# Supplied information:
——————

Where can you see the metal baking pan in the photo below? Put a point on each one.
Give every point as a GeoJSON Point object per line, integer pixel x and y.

——————

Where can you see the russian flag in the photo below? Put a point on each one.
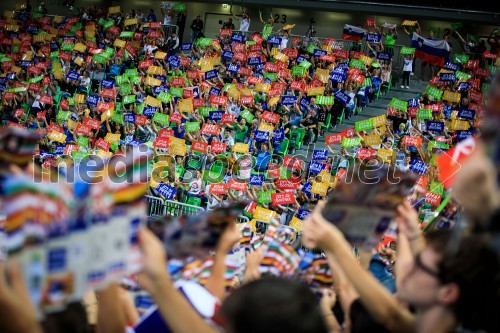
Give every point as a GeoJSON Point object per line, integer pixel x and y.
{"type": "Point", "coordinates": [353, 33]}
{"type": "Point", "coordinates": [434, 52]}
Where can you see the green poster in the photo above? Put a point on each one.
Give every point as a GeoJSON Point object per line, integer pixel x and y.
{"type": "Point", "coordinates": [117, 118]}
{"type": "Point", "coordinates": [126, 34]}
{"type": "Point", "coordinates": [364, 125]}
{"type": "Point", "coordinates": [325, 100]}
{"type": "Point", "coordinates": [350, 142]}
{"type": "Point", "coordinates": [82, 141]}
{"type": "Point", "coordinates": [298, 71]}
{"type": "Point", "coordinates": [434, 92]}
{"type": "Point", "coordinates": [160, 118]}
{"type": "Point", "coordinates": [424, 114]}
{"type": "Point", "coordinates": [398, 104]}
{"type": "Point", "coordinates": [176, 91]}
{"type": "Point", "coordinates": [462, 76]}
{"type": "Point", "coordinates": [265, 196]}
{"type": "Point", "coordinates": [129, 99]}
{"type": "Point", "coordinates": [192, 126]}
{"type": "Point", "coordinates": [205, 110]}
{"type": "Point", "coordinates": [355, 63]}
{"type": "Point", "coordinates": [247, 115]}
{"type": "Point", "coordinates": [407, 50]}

——————

# Task item:
Lines holding the string "below": find them in the listing above and copy each one.

# Written solution:
Where can you see the metal baking pan in the photo below? Put a point on each one.
Where can you see the russian flag in the photo below? Put a point on each one.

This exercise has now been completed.